Directions for this task: The first line of the data below and every line after it, through the one with "Target: oval stadium", must be transcribed without change.

The records:
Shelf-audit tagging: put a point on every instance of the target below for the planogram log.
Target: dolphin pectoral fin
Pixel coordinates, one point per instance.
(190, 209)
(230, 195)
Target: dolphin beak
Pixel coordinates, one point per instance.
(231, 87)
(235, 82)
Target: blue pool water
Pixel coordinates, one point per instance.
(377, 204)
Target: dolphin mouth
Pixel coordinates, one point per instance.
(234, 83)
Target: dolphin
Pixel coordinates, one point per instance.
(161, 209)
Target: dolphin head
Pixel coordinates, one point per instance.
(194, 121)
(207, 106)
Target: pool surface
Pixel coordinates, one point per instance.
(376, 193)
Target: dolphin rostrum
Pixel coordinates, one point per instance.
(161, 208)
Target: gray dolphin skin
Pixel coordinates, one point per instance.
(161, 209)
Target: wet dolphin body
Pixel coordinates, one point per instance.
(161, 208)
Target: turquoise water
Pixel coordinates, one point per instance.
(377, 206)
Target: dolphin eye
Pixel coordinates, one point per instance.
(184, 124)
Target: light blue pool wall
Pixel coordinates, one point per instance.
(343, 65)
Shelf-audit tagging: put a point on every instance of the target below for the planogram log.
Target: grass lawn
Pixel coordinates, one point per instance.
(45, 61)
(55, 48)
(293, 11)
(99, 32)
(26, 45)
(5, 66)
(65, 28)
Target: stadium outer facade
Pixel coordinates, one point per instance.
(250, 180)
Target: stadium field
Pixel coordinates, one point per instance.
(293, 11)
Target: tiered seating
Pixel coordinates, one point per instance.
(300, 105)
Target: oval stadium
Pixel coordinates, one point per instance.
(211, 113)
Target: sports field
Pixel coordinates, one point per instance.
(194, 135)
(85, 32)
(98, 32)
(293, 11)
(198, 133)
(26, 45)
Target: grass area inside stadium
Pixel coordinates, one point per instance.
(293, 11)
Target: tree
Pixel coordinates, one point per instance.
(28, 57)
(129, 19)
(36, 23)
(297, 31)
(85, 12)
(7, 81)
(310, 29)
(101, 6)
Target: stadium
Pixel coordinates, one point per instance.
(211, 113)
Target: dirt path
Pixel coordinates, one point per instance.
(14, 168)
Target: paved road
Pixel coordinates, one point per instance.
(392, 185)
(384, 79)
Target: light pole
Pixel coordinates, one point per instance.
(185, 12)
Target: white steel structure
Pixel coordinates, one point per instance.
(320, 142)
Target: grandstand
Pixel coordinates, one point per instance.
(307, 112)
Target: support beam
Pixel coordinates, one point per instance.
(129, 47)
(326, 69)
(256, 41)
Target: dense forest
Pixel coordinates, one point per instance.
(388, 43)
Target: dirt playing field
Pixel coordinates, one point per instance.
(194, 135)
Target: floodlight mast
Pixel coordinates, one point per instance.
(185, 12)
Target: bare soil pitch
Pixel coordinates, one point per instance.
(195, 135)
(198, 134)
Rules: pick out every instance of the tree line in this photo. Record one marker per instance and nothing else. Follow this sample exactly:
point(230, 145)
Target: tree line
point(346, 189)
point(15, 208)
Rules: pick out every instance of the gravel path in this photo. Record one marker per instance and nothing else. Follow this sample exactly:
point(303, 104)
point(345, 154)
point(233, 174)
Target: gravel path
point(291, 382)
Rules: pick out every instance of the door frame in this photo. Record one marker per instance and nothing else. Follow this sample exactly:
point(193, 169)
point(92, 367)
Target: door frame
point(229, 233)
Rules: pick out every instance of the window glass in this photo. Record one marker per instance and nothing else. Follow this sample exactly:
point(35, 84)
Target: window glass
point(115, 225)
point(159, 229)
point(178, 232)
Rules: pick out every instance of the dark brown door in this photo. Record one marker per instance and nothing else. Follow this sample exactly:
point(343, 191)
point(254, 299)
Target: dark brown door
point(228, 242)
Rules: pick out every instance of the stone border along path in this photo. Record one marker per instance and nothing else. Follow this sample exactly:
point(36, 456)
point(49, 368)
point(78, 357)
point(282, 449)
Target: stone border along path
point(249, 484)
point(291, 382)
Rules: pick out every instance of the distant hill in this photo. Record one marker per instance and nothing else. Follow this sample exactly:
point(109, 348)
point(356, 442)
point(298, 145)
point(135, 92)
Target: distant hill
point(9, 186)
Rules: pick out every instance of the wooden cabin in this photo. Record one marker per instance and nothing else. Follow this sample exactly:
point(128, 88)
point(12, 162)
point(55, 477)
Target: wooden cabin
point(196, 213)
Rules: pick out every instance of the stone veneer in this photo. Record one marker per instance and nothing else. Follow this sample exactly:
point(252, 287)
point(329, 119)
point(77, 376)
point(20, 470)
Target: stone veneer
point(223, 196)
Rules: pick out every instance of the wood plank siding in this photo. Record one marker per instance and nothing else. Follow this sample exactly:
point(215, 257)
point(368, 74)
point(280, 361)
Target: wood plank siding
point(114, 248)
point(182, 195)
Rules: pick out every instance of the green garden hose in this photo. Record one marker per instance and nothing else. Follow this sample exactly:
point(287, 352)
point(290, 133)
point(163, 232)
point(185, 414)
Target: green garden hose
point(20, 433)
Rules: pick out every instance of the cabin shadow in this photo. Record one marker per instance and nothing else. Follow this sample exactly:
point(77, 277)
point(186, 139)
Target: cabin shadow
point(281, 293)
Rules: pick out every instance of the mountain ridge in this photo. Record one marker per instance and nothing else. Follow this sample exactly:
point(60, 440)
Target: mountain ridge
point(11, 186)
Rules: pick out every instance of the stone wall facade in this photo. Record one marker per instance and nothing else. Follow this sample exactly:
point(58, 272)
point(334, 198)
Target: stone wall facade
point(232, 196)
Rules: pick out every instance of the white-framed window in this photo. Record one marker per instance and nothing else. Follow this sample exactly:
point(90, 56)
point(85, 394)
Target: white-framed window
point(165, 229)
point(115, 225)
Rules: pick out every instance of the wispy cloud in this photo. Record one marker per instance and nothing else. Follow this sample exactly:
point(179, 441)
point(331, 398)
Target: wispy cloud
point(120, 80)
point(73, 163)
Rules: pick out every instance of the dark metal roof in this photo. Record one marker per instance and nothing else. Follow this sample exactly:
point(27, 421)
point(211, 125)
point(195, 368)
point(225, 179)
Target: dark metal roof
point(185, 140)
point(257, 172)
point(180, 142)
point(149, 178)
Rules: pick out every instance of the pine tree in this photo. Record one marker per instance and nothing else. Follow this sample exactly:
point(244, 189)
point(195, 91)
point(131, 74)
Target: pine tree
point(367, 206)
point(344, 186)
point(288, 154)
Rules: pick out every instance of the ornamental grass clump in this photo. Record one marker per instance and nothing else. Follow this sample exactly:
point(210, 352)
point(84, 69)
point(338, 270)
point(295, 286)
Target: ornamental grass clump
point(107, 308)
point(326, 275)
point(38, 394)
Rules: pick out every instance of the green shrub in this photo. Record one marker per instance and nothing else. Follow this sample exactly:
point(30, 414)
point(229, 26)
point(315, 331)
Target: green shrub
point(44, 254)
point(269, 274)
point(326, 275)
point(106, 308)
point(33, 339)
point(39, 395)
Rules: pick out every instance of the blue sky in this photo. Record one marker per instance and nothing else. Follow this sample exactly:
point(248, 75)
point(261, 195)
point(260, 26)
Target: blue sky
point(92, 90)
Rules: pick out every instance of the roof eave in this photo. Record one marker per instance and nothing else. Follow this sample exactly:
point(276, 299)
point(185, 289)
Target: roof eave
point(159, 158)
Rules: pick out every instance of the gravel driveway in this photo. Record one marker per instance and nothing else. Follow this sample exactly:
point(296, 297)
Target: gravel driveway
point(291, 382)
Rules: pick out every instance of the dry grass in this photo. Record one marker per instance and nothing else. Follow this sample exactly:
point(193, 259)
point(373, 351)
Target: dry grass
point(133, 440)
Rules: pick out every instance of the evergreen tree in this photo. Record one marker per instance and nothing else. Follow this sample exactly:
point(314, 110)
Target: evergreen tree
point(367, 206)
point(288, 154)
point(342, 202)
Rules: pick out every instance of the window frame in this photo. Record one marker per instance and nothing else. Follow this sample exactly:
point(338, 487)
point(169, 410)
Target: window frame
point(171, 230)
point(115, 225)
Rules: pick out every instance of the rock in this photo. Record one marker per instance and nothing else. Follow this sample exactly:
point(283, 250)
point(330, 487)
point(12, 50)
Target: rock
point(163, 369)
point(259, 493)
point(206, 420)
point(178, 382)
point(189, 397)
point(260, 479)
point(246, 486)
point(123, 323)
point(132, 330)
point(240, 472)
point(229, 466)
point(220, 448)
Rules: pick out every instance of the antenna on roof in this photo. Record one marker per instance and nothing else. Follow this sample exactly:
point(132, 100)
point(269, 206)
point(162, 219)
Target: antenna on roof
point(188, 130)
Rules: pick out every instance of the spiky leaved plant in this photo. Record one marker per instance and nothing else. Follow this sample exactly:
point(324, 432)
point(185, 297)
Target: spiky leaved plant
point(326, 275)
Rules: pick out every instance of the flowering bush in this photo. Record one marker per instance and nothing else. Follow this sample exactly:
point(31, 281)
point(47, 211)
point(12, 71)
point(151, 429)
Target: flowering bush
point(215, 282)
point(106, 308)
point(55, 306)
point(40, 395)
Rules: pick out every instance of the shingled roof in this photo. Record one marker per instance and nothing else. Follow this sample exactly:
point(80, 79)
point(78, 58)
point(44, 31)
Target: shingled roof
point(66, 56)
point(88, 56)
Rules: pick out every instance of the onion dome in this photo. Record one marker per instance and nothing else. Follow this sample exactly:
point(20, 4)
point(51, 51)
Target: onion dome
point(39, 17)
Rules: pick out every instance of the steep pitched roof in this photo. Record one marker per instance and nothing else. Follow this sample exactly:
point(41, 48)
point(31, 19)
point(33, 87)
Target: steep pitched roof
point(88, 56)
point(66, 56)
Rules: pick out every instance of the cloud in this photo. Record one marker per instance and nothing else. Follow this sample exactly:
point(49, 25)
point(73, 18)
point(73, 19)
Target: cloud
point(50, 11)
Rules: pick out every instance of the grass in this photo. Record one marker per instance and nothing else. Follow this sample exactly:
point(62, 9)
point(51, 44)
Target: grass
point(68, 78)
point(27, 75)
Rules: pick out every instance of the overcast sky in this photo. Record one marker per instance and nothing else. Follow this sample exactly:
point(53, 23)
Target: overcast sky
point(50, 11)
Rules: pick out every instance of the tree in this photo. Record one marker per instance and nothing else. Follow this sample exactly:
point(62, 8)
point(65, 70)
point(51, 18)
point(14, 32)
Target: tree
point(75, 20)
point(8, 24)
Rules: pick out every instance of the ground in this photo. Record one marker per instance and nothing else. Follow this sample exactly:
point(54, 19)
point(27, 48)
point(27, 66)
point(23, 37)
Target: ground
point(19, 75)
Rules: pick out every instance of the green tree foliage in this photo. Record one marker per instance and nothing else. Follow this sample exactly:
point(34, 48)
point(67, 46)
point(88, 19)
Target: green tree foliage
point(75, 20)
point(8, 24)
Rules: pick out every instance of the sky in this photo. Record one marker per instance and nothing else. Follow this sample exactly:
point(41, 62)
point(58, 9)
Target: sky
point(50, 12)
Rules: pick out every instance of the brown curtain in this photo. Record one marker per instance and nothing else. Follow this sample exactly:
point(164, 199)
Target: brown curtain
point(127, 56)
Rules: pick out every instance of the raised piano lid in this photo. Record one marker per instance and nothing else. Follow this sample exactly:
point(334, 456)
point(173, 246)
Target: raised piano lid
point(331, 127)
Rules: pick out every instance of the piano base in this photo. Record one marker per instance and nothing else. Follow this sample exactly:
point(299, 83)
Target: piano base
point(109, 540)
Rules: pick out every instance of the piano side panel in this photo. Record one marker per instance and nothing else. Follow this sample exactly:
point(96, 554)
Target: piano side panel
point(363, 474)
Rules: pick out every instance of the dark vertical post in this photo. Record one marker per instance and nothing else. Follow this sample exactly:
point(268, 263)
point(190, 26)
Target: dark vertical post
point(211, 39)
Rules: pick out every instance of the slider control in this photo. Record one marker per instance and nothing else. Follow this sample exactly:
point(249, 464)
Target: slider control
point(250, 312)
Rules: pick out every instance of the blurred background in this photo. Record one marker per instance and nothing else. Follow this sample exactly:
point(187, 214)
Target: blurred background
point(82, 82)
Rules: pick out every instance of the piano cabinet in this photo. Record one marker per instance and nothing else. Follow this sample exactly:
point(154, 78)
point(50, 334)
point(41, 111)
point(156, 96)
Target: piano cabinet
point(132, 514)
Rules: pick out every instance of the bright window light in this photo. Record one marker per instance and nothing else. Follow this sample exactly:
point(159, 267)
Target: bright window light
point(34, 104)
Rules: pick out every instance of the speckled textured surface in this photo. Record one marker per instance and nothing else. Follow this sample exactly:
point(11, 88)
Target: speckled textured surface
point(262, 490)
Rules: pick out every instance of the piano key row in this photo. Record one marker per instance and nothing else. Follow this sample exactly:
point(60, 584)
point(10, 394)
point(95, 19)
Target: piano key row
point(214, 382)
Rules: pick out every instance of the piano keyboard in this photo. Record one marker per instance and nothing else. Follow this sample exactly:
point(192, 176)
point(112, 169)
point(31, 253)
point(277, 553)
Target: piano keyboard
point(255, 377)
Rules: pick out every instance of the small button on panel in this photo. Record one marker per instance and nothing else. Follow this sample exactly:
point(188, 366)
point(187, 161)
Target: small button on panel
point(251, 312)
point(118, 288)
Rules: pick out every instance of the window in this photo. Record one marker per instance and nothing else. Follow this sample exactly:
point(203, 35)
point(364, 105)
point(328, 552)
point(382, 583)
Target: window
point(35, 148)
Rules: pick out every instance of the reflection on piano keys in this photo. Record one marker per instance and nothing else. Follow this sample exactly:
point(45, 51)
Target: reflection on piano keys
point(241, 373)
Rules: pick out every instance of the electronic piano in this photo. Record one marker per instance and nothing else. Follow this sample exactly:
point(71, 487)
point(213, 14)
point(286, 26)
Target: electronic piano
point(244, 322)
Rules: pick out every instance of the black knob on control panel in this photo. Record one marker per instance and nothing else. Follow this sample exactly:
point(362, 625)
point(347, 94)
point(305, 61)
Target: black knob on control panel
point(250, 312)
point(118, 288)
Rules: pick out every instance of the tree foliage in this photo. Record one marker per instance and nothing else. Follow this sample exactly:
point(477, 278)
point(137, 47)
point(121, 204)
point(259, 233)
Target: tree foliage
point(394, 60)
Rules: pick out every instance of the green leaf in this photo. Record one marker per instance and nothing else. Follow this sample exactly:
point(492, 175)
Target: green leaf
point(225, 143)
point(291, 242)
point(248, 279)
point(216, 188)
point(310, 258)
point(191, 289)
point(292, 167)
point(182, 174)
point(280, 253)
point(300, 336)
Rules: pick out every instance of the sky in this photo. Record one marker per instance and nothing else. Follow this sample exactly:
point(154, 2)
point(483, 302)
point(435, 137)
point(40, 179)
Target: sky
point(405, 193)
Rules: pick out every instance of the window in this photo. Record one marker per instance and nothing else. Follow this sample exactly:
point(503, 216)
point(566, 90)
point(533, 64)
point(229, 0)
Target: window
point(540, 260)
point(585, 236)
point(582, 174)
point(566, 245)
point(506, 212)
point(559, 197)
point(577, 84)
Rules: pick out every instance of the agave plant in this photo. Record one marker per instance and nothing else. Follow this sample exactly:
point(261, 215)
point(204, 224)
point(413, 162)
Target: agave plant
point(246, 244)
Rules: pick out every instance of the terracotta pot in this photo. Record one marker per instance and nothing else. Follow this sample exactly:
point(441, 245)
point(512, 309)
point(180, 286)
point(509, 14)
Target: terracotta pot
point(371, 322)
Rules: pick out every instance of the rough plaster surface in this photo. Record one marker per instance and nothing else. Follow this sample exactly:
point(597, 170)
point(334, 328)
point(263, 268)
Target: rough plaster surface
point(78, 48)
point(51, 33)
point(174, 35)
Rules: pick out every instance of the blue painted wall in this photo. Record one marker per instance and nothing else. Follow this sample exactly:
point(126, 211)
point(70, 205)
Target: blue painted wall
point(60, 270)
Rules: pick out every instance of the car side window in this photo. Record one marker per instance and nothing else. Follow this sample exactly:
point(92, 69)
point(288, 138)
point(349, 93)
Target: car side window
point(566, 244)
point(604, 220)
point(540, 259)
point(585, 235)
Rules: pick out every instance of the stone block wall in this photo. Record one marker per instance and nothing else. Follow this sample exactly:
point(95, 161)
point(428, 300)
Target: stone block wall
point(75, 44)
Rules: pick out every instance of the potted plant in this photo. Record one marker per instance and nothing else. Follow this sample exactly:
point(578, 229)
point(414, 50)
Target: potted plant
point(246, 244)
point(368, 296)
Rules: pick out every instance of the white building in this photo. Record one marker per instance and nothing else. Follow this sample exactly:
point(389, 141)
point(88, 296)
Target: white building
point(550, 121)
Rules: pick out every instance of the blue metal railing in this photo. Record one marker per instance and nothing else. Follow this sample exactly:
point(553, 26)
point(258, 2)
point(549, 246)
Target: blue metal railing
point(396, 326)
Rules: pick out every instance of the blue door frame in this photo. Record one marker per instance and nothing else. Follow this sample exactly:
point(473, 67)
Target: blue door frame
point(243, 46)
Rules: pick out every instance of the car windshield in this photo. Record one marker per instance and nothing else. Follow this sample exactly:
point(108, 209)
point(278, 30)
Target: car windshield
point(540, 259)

Exercise output:
Shelf-audit tagging: put a point on every instance of the target below for the planogram log.
Target: dolphin pectoral fin
Pixel coordinates, one point per instance.
(190, 209)
(230, 195)
Target: dolphin beak
Pixel coordinates, one point per instance.
(231, 87)
(235, 82)
Target: blue pool water
Pixel coordinates, one point per instance.
(377, 204)
Target: dolphin mouth
Pixel coordinates, one point per instance.
(234, 83)
Target: dolphin
Pixel coordinates, one point per instance.
(161, 209)
Target: dolphin head
Pixel coordinates, one point per instance.
(194, 121)
(207, 106)
Target: pool surface
Pixel coordinates, one point per instance.
(376, 193)
Target: dolphin rostrum
Pixel coordinates, one point per instance.
(161, 208)
Target: gray dolphin skin
Pixel coordinates, one point per instance.
(161, 209)
Target: wet dolphin body
Pixel coordinates, one point per instance.
(161, 208)
Target: turquoise water
Pixel coordinates, one point per instance.
(377, 206)
Target: dolphin eye
Pixel coordinates, one point per instance.
(184, 124)
Target: light blue pool wall
Pixel coordinates, one point per instance.
(343, 65)
Shelf-audit tagging: put a point on every instance of the target below for the planogram log.
Target: grass lawn
Pixel coordinates, one point per instance.
(45, 61)
(55, 48)
(293, 11)
(99, 32)
(26, 45)
(5, 66)
(65, 28)
Target: stadium outer facade
Pixel coordinates, one point per instance.
(250, 180)
Target: stadium field
Pixel coordinates, one point per instance.
(293, 11)
Target: tiered seating
Pixel coordinates, one point per instance.
(300, 105)
Target: oval stadium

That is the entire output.